> **WHAT YOU ARE ASKED TO DO**: Report how many lines of the records contain the word "blue". Case counts. Give only the number.
■ ■ ■
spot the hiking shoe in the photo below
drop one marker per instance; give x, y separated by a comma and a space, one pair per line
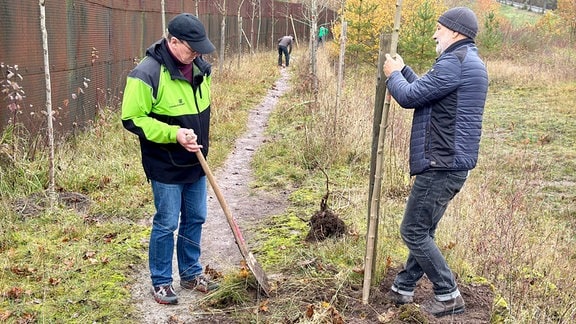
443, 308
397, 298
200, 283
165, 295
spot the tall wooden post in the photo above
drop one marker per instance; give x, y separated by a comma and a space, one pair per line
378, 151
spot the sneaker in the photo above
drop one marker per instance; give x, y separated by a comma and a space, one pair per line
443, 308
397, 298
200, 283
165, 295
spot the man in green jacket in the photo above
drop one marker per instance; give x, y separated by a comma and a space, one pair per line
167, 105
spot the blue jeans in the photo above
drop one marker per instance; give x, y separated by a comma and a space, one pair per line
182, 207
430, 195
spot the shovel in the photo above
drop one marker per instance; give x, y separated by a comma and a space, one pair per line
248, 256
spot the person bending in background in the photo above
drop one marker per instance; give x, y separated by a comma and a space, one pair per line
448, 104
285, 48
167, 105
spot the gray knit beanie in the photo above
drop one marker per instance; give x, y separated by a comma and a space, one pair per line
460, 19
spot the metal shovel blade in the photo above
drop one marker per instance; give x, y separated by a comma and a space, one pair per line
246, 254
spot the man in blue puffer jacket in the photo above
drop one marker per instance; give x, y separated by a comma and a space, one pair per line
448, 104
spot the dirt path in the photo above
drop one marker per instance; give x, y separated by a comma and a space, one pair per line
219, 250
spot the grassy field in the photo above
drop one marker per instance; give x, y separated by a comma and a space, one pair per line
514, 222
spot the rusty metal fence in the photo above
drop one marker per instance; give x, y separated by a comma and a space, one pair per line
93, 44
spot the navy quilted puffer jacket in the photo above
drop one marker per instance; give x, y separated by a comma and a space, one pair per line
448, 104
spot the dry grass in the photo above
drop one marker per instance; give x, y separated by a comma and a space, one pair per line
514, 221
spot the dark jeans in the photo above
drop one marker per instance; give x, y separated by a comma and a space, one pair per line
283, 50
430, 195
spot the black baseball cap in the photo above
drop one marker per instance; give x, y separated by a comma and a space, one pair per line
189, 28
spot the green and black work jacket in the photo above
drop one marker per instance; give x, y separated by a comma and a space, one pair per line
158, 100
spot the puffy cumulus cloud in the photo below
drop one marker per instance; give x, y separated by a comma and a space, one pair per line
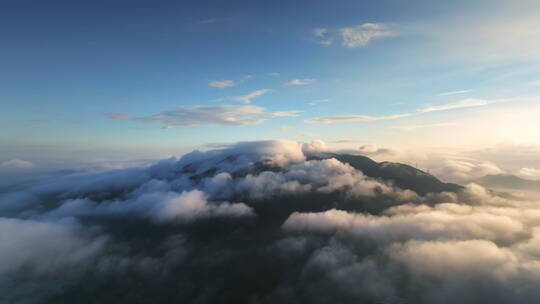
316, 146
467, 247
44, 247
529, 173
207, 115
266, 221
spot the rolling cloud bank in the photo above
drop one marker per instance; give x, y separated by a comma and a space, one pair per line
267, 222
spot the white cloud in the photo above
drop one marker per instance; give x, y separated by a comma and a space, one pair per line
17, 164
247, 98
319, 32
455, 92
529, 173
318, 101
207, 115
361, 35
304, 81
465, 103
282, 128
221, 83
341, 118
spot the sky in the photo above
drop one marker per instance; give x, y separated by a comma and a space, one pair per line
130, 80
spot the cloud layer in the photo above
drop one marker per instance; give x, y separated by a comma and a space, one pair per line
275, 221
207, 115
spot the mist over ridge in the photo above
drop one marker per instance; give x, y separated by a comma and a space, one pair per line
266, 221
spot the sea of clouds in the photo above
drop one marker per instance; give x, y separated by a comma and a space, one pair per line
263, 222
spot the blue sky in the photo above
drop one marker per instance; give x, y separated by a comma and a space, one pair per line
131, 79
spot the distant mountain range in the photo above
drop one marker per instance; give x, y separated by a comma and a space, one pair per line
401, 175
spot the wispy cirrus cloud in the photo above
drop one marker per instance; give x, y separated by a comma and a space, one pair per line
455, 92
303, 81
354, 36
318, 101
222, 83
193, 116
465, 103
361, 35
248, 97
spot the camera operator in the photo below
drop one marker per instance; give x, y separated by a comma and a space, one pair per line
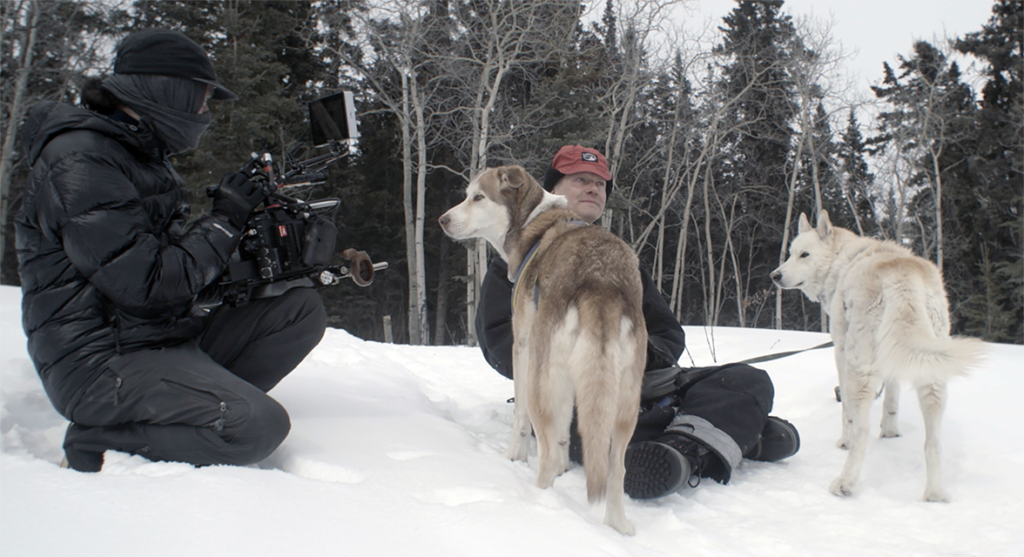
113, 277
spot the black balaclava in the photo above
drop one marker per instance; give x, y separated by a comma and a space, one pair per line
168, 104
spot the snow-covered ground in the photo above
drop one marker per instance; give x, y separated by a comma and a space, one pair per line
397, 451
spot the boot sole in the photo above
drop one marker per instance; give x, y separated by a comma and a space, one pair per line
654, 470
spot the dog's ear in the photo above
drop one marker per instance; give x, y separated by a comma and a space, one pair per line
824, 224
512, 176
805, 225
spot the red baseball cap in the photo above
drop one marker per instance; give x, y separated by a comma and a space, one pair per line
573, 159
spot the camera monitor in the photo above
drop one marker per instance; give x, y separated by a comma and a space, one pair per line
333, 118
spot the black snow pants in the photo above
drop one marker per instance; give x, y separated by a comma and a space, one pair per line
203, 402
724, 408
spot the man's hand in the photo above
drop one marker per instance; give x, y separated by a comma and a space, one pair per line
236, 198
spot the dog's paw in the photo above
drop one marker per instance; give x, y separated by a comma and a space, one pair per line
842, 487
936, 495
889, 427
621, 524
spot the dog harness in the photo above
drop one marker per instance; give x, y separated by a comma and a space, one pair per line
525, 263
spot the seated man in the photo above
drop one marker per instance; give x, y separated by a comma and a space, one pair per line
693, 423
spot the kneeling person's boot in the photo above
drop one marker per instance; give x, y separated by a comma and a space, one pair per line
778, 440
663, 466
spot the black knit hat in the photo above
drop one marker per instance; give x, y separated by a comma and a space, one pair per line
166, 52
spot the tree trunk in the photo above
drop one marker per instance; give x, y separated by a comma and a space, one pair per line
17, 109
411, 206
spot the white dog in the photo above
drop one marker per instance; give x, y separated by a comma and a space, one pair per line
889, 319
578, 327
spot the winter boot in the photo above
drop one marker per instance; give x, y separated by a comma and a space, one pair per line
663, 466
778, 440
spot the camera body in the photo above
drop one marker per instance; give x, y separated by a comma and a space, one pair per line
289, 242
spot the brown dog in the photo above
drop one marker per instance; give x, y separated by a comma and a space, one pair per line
■ ■ ■
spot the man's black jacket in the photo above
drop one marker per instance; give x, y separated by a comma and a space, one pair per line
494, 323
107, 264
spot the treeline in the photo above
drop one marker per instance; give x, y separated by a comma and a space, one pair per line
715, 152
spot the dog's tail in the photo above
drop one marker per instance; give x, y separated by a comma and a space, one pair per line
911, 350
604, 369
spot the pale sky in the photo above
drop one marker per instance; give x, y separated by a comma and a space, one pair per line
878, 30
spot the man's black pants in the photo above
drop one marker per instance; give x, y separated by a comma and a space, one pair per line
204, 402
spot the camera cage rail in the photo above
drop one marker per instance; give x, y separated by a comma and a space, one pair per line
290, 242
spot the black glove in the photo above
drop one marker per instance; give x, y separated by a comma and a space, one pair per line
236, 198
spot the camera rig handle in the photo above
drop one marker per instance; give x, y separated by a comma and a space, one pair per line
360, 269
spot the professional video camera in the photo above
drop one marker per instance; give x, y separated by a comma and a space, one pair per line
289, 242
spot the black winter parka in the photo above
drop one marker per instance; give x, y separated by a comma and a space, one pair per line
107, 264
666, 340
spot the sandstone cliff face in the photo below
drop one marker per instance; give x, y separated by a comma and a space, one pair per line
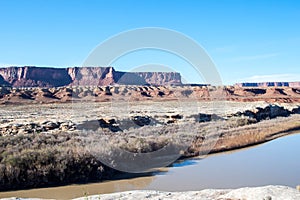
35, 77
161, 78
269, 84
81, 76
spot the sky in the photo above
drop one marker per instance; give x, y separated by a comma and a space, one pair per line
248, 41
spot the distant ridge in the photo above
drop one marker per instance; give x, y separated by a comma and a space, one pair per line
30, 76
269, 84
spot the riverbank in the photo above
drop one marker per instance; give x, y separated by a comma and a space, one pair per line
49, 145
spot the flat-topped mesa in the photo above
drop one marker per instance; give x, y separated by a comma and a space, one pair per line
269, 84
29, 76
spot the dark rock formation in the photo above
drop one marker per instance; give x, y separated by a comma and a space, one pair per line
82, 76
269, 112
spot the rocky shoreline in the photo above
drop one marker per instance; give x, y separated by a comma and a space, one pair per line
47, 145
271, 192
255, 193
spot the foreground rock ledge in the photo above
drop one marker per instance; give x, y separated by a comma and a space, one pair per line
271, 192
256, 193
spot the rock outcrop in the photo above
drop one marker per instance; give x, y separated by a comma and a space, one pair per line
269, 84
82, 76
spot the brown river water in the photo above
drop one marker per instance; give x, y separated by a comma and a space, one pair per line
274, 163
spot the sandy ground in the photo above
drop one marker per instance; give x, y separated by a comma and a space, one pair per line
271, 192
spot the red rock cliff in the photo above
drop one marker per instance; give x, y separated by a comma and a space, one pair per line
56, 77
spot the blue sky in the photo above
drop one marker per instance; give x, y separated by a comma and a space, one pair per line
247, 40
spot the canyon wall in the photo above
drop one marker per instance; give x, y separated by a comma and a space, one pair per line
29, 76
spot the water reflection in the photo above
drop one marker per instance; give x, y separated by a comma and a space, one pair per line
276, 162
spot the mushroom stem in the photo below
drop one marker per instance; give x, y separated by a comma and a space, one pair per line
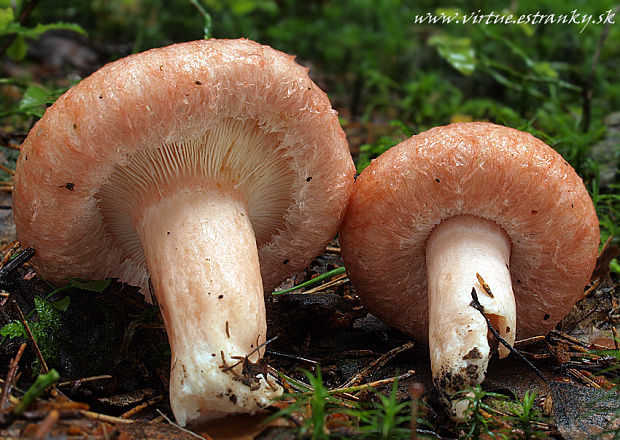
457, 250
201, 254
■ ■ ■
> **RESPONSE TO THE EXERCISE**: 4